## What this task involves
Find the string "below" in the listing and report every line that has it.
═══ Dataset records ═══
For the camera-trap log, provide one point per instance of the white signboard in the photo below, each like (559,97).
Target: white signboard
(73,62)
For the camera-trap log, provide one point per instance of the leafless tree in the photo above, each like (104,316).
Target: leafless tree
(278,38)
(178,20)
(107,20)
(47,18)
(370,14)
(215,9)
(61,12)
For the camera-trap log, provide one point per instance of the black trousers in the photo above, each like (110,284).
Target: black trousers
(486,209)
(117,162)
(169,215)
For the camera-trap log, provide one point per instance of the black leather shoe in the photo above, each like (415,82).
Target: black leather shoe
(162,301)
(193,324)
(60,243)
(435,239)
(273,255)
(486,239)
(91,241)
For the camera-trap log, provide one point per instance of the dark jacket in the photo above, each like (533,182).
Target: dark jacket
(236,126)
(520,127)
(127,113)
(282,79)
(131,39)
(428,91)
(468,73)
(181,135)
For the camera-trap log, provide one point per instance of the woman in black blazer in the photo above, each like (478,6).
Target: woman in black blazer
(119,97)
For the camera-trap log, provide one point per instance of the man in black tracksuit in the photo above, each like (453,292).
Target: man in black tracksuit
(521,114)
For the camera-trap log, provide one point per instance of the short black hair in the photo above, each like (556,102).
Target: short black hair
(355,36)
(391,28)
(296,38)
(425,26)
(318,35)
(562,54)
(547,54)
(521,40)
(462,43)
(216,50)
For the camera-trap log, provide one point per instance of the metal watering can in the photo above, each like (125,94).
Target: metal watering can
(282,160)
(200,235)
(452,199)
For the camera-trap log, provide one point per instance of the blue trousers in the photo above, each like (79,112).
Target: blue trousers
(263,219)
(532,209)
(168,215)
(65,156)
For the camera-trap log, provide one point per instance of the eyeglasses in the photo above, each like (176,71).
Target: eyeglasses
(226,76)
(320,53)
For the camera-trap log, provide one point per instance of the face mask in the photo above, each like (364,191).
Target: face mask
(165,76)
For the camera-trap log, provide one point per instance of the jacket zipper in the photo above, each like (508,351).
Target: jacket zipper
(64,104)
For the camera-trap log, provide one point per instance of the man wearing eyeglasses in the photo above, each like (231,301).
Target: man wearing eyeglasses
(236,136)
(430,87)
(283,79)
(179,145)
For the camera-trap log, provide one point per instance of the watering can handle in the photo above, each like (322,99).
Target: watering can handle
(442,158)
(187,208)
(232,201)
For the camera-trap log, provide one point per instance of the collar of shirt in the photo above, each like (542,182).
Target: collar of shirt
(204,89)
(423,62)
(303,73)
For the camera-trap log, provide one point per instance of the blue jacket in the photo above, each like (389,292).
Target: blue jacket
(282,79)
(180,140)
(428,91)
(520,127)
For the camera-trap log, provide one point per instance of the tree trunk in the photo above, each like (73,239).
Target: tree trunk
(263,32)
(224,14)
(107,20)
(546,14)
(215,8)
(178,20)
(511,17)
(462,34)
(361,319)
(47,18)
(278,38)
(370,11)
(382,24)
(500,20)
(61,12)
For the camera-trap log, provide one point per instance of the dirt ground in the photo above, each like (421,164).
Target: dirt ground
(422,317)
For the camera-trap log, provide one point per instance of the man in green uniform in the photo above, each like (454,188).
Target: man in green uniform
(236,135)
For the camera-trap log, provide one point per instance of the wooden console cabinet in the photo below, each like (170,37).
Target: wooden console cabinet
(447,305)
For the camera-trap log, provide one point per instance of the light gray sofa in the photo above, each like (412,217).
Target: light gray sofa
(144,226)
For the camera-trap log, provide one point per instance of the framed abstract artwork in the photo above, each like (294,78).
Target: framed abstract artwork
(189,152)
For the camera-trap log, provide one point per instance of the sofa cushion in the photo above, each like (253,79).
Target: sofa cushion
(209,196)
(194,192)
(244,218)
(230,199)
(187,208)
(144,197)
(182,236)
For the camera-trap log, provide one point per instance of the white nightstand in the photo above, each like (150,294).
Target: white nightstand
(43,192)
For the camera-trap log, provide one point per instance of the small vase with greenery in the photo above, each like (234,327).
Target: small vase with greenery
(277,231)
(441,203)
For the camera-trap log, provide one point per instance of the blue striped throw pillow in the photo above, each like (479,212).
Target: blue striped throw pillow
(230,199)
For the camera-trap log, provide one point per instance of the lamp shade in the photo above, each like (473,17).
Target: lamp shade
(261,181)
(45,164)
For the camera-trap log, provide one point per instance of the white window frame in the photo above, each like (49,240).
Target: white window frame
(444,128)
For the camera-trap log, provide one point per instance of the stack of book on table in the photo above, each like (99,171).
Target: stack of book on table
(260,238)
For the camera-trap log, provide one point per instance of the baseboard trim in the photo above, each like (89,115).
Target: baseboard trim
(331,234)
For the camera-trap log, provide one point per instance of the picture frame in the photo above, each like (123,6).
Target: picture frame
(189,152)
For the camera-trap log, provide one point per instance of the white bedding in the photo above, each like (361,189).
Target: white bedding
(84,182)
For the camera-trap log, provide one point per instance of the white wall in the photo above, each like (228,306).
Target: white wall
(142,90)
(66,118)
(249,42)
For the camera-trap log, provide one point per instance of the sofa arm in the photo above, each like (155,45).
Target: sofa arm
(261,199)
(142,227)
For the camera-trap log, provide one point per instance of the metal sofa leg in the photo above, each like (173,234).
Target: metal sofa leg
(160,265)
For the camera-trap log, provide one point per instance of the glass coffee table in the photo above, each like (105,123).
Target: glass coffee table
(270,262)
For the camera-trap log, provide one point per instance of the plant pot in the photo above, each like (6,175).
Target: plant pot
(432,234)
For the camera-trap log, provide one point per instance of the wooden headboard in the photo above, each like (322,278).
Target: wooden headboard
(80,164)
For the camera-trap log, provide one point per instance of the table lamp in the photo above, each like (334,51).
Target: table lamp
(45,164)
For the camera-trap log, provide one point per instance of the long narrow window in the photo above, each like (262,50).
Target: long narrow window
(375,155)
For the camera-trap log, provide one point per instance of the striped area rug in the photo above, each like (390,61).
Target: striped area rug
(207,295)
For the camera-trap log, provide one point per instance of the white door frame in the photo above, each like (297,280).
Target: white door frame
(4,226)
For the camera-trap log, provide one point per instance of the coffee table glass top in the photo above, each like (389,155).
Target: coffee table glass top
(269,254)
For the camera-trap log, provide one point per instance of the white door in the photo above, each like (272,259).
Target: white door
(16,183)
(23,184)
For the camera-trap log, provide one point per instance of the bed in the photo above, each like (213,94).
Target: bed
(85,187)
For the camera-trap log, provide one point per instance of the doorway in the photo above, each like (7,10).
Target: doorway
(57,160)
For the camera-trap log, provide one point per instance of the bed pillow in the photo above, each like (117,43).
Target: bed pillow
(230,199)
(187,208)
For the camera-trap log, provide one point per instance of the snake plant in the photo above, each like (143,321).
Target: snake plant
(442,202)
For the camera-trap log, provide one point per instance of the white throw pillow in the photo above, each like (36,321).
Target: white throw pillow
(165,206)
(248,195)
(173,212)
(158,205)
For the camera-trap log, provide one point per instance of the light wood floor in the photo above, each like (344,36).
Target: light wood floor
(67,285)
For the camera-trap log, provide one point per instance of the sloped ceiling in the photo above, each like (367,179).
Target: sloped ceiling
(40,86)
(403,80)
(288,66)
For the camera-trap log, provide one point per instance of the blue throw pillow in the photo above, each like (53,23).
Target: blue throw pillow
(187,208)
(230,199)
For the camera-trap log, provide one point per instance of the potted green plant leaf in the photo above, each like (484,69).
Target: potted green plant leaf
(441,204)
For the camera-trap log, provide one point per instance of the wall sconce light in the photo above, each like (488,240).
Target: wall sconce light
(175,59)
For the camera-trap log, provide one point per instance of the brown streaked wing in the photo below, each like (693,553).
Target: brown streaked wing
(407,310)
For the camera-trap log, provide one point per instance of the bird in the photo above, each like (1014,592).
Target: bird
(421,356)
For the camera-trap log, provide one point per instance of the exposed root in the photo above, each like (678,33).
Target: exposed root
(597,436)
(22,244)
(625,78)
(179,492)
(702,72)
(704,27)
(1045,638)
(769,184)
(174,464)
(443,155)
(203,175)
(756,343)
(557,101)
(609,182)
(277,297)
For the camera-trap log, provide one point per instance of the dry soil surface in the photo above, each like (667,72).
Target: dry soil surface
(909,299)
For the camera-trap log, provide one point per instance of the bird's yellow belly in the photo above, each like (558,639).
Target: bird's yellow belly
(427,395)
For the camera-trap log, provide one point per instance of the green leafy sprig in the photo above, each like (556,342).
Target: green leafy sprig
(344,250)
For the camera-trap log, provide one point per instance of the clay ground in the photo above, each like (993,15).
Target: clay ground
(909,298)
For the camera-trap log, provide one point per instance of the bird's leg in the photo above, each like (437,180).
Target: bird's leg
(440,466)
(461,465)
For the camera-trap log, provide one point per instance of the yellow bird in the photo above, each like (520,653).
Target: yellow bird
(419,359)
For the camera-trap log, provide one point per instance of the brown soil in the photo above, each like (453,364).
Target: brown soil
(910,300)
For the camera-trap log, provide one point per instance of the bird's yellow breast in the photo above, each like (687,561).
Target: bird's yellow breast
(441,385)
═══
## Answer space
For the camera-trap log, provide one point per instance of the white signboard in the photo below, each like (559,97).
For the camera-trap log, provide one point per instance of the wooden console cabinet in the photo below, each like (170,37).
For the camera-trap log, provide one point per instance of the brown streaked wing in the photo below, each like (693,553).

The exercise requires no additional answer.